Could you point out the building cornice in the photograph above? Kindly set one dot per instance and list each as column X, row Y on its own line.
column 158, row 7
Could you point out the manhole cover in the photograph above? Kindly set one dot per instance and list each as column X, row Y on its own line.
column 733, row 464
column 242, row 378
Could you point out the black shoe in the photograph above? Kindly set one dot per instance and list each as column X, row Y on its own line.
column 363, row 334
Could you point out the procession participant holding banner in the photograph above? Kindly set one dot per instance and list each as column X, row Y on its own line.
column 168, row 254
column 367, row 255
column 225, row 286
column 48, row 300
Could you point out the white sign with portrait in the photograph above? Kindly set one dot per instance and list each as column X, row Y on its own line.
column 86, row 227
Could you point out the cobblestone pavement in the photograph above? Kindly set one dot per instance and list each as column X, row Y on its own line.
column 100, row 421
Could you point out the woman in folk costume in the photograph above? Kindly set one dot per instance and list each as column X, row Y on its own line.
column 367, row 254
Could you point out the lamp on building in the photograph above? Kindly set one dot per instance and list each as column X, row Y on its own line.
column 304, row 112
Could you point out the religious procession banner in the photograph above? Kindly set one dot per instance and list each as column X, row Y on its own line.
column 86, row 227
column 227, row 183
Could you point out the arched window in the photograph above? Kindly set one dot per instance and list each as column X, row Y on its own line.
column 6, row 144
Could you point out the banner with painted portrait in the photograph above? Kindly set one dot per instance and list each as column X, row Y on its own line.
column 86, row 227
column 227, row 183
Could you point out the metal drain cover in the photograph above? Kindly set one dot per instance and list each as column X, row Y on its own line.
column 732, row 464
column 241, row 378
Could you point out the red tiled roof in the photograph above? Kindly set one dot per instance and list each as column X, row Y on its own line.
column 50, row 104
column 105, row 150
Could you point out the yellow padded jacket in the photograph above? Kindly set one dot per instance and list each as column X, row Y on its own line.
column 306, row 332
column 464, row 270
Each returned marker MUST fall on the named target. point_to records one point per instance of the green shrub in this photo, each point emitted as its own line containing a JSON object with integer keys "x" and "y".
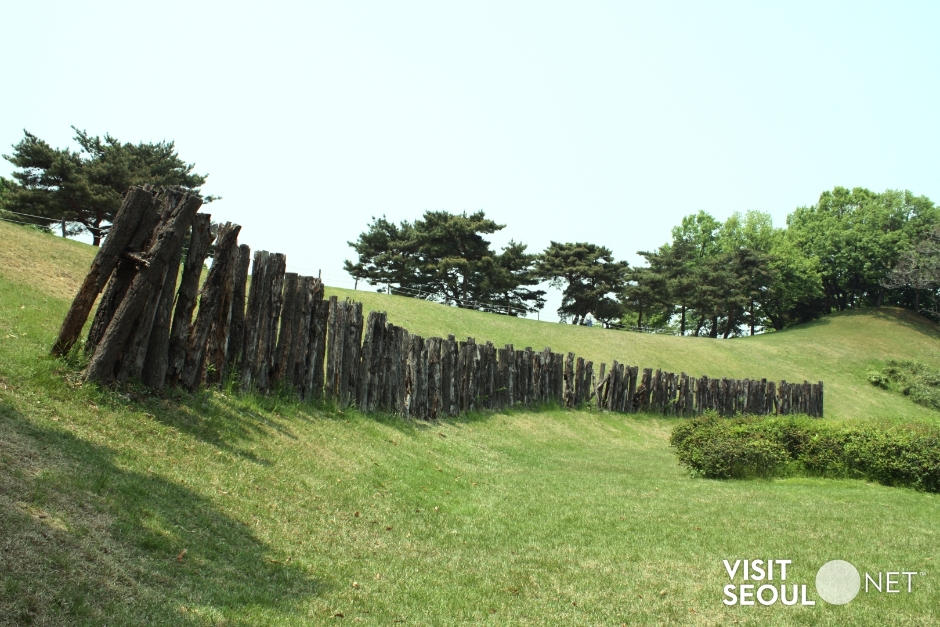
{"x": 744, "y": 447}
{"x": 913, "y": 378}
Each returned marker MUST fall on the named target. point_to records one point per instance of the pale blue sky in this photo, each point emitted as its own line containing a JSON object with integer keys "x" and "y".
{"x": 601, "y": 122}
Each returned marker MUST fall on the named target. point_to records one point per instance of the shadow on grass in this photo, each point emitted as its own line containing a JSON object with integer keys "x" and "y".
{"x": 87, "y": 541}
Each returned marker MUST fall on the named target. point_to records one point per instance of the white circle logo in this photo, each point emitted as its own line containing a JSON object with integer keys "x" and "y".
{"x": 838, "y": 582}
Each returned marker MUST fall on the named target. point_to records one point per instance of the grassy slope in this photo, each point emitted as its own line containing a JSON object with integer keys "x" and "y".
{"x": 519, "y": 518}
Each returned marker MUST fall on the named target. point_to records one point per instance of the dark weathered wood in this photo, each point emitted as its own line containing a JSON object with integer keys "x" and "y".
{"x": 448, "y": 373}
{"x": 589, "y": 380}
{"x": 311, "y": 294}
{"x": 511, "y": 377}
{"x": 123, "y": 275}
{"x": 350, "y": 363}
{"x": 292, "y": 311}
{"x": 158, "y": 348}
{"x": 215, "y": 302}
{"x": 220, "y": 335}
{"x": 404, "y": 346}
{"x": 316, "y": 343}
{"x": 435, "y": 405}
{"x": 265, "y": 299}
{"x": 473, "y": 374}
{"x": 236, "y": 339}
{"x": 569, "y": 393}
{"x": 131, "y": 363}
{"x": 200, "y": 238}
{"x": 138, "y": 203}
{"x": 101, "y": 366}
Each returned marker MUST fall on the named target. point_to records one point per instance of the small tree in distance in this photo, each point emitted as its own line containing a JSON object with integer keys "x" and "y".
{"x": 85, "y": 188}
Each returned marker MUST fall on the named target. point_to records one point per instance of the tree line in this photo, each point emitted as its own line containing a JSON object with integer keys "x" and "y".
{"x": 853, "y": 248}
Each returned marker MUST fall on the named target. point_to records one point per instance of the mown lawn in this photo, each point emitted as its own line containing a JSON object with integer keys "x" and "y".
{"x": 526, "y": 518}
{"x": 123, "y": 508}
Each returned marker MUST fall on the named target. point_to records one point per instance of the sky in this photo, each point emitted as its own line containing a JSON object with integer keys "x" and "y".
{"x": 601, "y": 122}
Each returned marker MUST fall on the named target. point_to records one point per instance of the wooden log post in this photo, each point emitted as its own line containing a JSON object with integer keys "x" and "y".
{"x": 570, "y": 393}
{"x": 316, "y": 344}
{"x": 236, "y": 337}
{"x": 511, "y": 377}
{"x": 138, "y": 204}
{"x": 371, "y": 361}
{"x": 214, "y": 296}
{"x": 392, "y": 361}
{"x": 630, "y": 405}
{"x": 121, "y": 278}
{"x": 200, "y": 239}
{"x": 217, "y": 349}
{"x": 588, "y": 381}
{"x": 259, "y": 269}
{"x": 475, "y": 378}
{"x": 101, "y": 366}
{"x": 403, "y": 347}
{"x": 157, "y": 354}
{"x": 613, "y": 387}
{"x": 269, "y": 319}
{"x": 600, "y": 388}
{"x": 297, "y": 356}
{"x": 819, "y": 398}
{"x": 435, "y": 403}
{"x": 288, "y": 329}
{"x": 448, "y": 376}
{"x": 353, "y": 340}
{"x": 265, "y": 299}
{"x": 131, "y": 363}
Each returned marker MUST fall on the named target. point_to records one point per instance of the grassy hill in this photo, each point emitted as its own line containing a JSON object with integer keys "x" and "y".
{"x": 119, "y": 507}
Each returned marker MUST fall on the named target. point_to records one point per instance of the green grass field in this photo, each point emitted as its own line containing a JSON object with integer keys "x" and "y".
{"x": 121, "y": 508}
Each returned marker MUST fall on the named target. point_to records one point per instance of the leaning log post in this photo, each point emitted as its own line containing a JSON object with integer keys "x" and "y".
{"x": 236, "y": 332}
{"x": 200, "y": 238}
{"x": 316, "y": 344}
{"x": 101, "y": 366}
{"x": 214, "y": 295}
{"x": 138, "y": 202}
{"x": 158, "y": 347}
{"x": 288, "y": 327}
{"x": 131, "y": 364}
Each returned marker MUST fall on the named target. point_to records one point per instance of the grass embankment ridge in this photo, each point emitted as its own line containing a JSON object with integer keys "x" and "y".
{"x": 530, "y": 518}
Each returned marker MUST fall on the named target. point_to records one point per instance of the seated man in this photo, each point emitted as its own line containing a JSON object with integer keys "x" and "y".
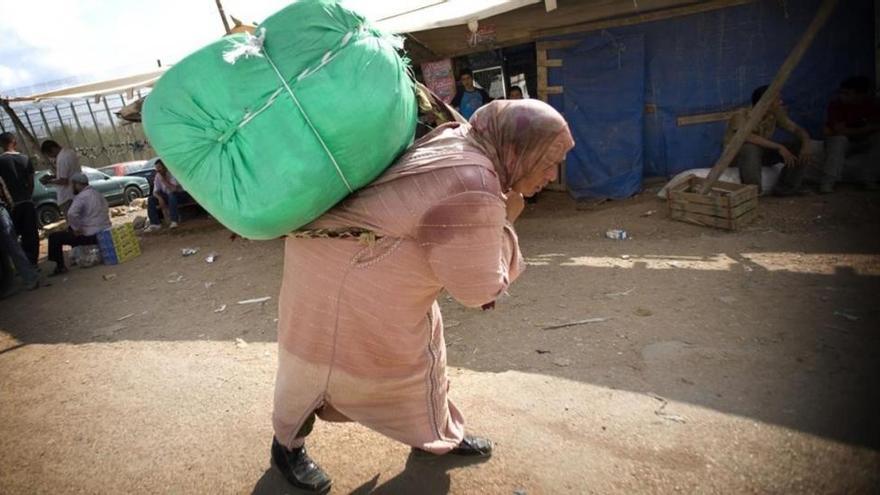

=== Stated task ===
Rewrite all the items above as a JSON list of strings, with one string per line and blank lines omitted. Leave the pictures out of the list.

=== Response below ===
[
  "Could you point out the building cornice in the photograph above? Kindly set one dot per instance and list each as column X, row Y on its own line.",
  "column 158, row 7",
  "Could you point out the manhole cover in the photograph above? Kindly set one dot per instance and list each as column X, row Y on its own line.",
  "column 733, row 464",
  "column 242, row 378",
  "Could you point out the black shoe in the photograph above? Kindly set one dot per instance and list each as column X, row Y on its own line.",
  "column 363, row 334",
  "Could you point out the procession participant holding banner in the photograph above? Kindly set one dot per instance and list each as column X, row Y on its own line.",
  "column 168, row 254",
  "column 367, row 255",
  "column 225, row 286",
  "column 48, row 300",
  "Could you point out the white sign with portrait in the photograph above? Kindly set one dot per instance and list each as column X, row Y on its own line.",
  "column 86, row 227",
  "Could you point out the cobblestone pavement in the photograph above? Kindly set one dot per instance and list each as column X, row Y on its own line.",
  "column 100, row 421",
  "Could you point out the woman in folk costume in the photograph above? Kindly set one dot per instance and list each as column X, row Y on its own line.",
  "column 367, row 254",
  "Could you point out the lamp on building in the photograph above? Kindly set one dot per instance and list each as column X, row Y on its own line.",
  "column 304, row 112",
  "Could you point out the religious procession banner in the photograph above? Kindly set one dot per instance and list each as column X, row Y on its own line.",
  "column 86, row 227",
  "column 227, row 183",
  "Could you point out the arched window in the photograph above? Kindly set one dot per instance and list each as column X, row Y on its own line.",
  "column 6, row 144",
  "Could you point out the banner with painted portrait in the photograph above? Kindly set one dot per instance and list each as column X, row Y on its own line.",
  "column 86, row 227",
  "column 227, row 183",
  "Could you point out the metal drain cover in the photograph above? Kindly set one dot per instance and list each as column X, row Y on its own line.",
  "column 732, row 464",
  "column 241, row 378",
  "Could you point out the red tiled roof in the photograph above? Kindly set one dot per instance and list each as column X, row Y on its own line.",
  "column 50, row 104",
  "column 105, row 150",
  "Could you point out the yellow padded jacket in the photograph above? Kindly set one dot per instance and list each as column X, row Y on its own line.",
  "column 306, row 332",
  "column 464, row 270",
  "Each returned marker MUST fall on the named target. point_to records one point per instance of the green shrub in this photo, each point emitted as its own line containing a JSON object with integer keys \"x\" and \"y\".",
  "{\"x\": 744, \"y\": 447}",
  "{\"x\": 913, \"y\": 378}",
  "Each returned marker MUST fall on the named target. point_to records one point per instance of the pale blue sky in this photo, each point emitted as its own line containing a JSON object with integer keys \"x\" and \"y\".",
  "{\"x\": 601, \"y\": 122}",
  "Each returned marker MUST fall on the named target. point_to records one point per instance of the shadow on grass in this photo, each point emitted as its own line containing a JSON object with integer keys \"x\" and \"y\".",
  "{\"x\": 87, \"y\": 541}",
  "Each returned marker MUST fall on the named target. point_to records one point per instance of the white circle logo in this photo, each point emitted as its own line containing a JSON object with integer keys \"x\" and \"y\".",
  "{\"x\": 838, \"y\": 582}",
  "Each returned marker MUST fall on the named target. point_to records one point per instance of the grassy slope in this photo, each point emitted as its own line containing a JSON object with integer keys \"x\" and \"y\".",
  "{\"x\": 519, \"y\": 518}",
  "Each returned marker MUST fall on the named target. point_to records one point per instance of the dark weathered wood in this photo, each point emitted as its own line containing a JSON object with integer keys \"x\" and \"y\".",
  "{\"x\": 448, \"y\": 373}",
  "{\"x\": 589, \"y\": 380}",
  "{\"x\": 311, \"y\": 294}",
  "{\"x\": 511, \"y\": 377}",
  "{\"x\": 123, \"y\": 275}",
  "{\"x\": 350, \"y\": 363}",
  "{\"x\": 292, \"y\": 311}",
  "{\"x\": 158, \"y\": 348}",
  "{\"x\": 215, \"y\": 302}",
  "{\"x\": 220, \"y\": 335}",
  "{\"x\": 404, \"y\": 346}",
  "{\"x\": 316, \"y\": 343}",
  "{\"x\": 435, \"y\": 405}",
  "{\"x\": 265, \"y\": 299}",
  "{\"x\": 473, \"y\": 374}",
  "{\"x\": 236, \"y\": 339}",
  "{\"x\": 569, \"y\": 393}",
  "{\"x\": 131, \"y\": 363}",
  "{\"x\": 200, \"y\": 238}",
  "{\"x\": 138, \"y\": 203}",
  "{\"x\": 101, \"y\": 366}",
  "Each returned marker MUST fall on the named target. point_to records one point per instance of the small tree in distance in this photo, each point emitted as its own line containing a JSON object with integer keys \"x\" and \"y\".",
  "{\"x\": 85, \"y\": 188}",
  "Each returned marker MUST fall on the named target. point_to records one point per instance of the tree line in this photo, each point emitted as its own line containing a JSON object with integer keys \"x\" and \"y\".",
  "{\"x\": 853, \"y\": 248}",
  "Each returned marker MUST fall on the named target. point_to records one point per instance of the mown lawn in this photo, each point emitted as its own line containing a JSON object with integer keys \"x\" and \"y\".",
  "{\"x\": 526, \"y\": 518}",
  "{\"x\": 123, \"y\": 508}",
  "Each returned marker MUST fall on the named target. point_to records one point per instance of the sky in this photo, each point emitted as its own line containing a JSON object with integer keys \"x\" and \"y\".",
  "{\"x\": 601, \"y\": 122}",
  "Each returned marker MUST fall on the named target. point_to records one point per instance of the wooden log post in this photo, each point emitted as its own line containing a JSON object with integer keys \"x\" and \"y\".",
  "{\"x\": 570, \"y\": 393}",
  "{\"x\": 316, \"y\": 344}",
  "{\"x\": 236, \"y\": 337}",
  "{\"x\": 511, \"y\": 377}",
  "{\"x\": 138, \"y\": 204}",
  "{\"x\": 371, \"y\": 361}",
  "{\"x\": 214, \"y\": 296}",
  "{\"x\": 392, \"y\": 361}",
  "{\"x\": 630, \"y\": 405}",
  "{\"x\": 121, \"y\": 278}",
  "{\"x\": 200, \"y\": 239}",
  "{\"x\": 217, \"y\": 349}",
  "{\"x\": 588, \"y\": 381}",
  "{\"x\": 259, \"y\": 269}",
  "{\"x\": 475, \"y\": 378}",
  "{\"x\": 101, \"y\": 366}",
  "{\"x\": 403, \"y\": 347}",
  "{\"x\": 157, \"y\": 354}",
  "{\"x\": 613, \"y\": 387}",
  "{\"x\": 269, \"y\": 319}",
  "{\"x\": 600, \"y\": 388}",
  "{\"x\": 297, \"y\": 356}",
  "{\"x\": 819, \"y\": 398}",
  "{\"x\": 435, \"y\": 403}",
  "{\"x\": 288, \"y\": 329}",
  "{\"x\": 448, \"y\": 376}",
  "{\"x\": 353, \"y\": 340}",
  "{\"x\": 265, \"y\": 299}",
  "{\"x\": 131, \"y\": 363}",
  "Each returned marker MUST fall on the named target. point_to records one point per instance of the grassy hill in this photo, each point emitted as its own line containing a JSON object with integer keys \"x\" and \"y\".",
  "{\"x\": 119, \"y\": 507}",
  "Each returned marker MUST fall on the named target. point_to records one point per instance of the green grass field in this photo, each point emitted as its own line containing a JSON object with integer keys \"x\" and \"y\".",
  "{\"x\": 121, \"y\": 508}",
  "Each returned marker MUST fall on the named target. point_to records one point per instance of the leaning log post in this photo, each point emitted as its own line containing a JSON object with integer keys \"x\" and \"y\".",
  "{\"x\": 236, \"y\": 332}",
  "{\"x\": 200, \"y\": 238}",
  "{\"x\": 316, \"y\": 344}",
  "{\"x\": 101, \"y\": 366}",
  "{\"x\": 214, \"y\": 295}",
  "{\"x\": 138, \"y\": 202}",
  "{\"x\": 158, \"y\": 347}",
  "{\"x\": 288, \"y\": 327}",
  "{\"x\": 131, \"y\": 364}",
  "Each returned marker MUST fall on the named target. point_to records one point per instance of the grass embankment ridge in this photo, each point emitted as its own line containing a JSON object with integer keys \"x\" and \"y\".",
  "{\"x\": 530, \"y\": 518}",
  "Each returned marker MUST fall on the named target. point_to records one point per instance of the seated man in this photo, each point emitted as its own line containing a JSON object with integer keys \"x\" and \"y\"."
]